◆ Problem to solve:
Every line of the material has to be retyped exactly.

◆ Dataset records:

((

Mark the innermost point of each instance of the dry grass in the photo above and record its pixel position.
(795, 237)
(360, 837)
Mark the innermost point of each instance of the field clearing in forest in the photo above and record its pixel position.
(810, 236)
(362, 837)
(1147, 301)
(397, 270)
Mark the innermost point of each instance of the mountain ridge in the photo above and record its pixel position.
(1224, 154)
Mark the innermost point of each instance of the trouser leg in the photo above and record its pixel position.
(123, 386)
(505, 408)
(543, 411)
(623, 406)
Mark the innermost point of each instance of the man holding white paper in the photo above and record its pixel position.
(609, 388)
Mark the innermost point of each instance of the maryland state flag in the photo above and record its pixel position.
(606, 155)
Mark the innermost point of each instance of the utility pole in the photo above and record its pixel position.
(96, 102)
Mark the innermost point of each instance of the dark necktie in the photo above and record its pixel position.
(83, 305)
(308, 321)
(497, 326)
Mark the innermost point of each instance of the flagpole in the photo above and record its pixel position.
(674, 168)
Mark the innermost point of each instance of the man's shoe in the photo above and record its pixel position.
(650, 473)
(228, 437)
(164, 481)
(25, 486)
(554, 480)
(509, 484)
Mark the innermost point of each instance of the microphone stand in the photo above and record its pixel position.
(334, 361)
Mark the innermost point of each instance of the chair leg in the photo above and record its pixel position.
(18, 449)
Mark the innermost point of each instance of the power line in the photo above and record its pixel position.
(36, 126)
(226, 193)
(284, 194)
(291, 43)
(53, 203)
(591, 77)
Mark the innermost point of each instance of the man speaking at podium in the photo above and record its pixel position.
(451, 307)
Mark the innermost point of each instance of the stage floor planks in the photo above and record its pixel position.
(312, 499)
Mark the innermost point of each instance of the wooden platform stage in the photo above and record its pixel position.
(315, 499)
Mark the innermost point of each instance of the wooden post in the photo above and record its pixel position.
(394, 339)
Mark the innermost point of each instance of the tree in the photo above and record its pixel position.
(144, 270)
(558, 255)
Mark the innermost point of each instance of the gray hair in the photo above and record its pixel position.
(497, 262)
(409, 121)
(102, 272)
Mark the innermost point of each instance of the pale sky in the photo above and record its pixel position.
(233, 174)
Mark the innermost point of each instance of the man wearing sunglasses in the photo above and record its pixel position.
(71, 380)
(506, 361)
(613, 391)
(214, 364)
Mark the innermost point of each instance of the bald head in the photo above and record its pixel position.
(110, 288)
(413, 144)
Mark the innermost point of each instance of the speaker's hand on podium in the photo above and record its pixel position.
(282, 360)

))

◆ Result for this task:
Mark the innermost point of each instance of the dry grass in the photo above and record its pixel position.
(795, 237)
(360, 837)
Mark the innermost point of each instance of the field clearing in forest in the photo above and record its pixel position.
(810, 236)
(362, 837)
(1147, 301)
(397, 270)
Mark the innermost point of each instance of the mountain ridge in the photo above and record its pixel position.
(1224, 154)
Mark the innermost point of each instance of the trouser leg in the photo above and record its pixel position.
(123, 386)
(505, 408)
(543, 411)
(623, 406)
Mark the innermost point of each instance of the man holding white paper in the photo above and record its pixel position.
(609, 388)
Mark the innermost point of each instance of the maryland state flag in the photo above and record its pixel position.
(606, 155)
Mark the innermost point of each instance of the utility pole in the photo above and record its pixel position.
(96, 102)
Mark the innermost point of each instance of the dark necktie in the photo above and record its pixel position.
(83, 305)
(308, 321)
(497, 326)
Mark the innermost point of each instance of the flagpole in the photo above and record its pixel position.
(674, 168)
Mark the innermost point of each instance of the man's shoe in the photo above and record its pixel position.
(650, 473)
(228, 437)
(164, 481)
(25, 486)
(554, 480)
(509, 484)
Mark the innermost point of each instance of the microphone stand in the photo above and record its pixel position.
(334, 361)
Mark the innermost point of each instance of the chair leg in the photo above and record its pixel position.
(18, 449)
Mark the innermost point of each instance of the power line in the photo above and record its pixel position.
(36, 126)
(226, 193)
(284, 194)
(291, 43)
(53, 203)
(591, 77)
Mark the innermost point of each instance of the man speaking at podium in the photo above and record its pixel position.
(451, 307)
Mark the innermost point of each instance of the stage floor planks in the photo above and record its pixel position.
(312, 499)
Mark the innermost point of each instance of the wooden platform stage in the photo above and record its pixel position.
(315, 499)
Mark the innermost point of each instance of the wooden post in the photo above and record its pixel position.
(394, 339)
Mark the innermost point of each instance of the tree in the photo above and record its pixel position.
(144, 270)
(558, 255)
Mark the innermost point of each instance of the gray hair in the photo above and record its pixel position.
(497, 262)
(409, 121)
(102, 272)
Mark the innermost point of each instance of the pale sky in the photo above and record its pixel position.
(233, 174)
Mark the innermost point of each instance of the man wearing sunglasses in the photo above and record its pixel position.
(71, 380)
(506, 361)
(613, 391)
(214, 364)
Mark the innermost point of each instance of the bald head in the photo above and record its pixel position.
(110, 288)
(413, 144)
Mark the innermost point of each instance of the speaker's hand on podium in the photo above and record its pixel position.
(282, 360)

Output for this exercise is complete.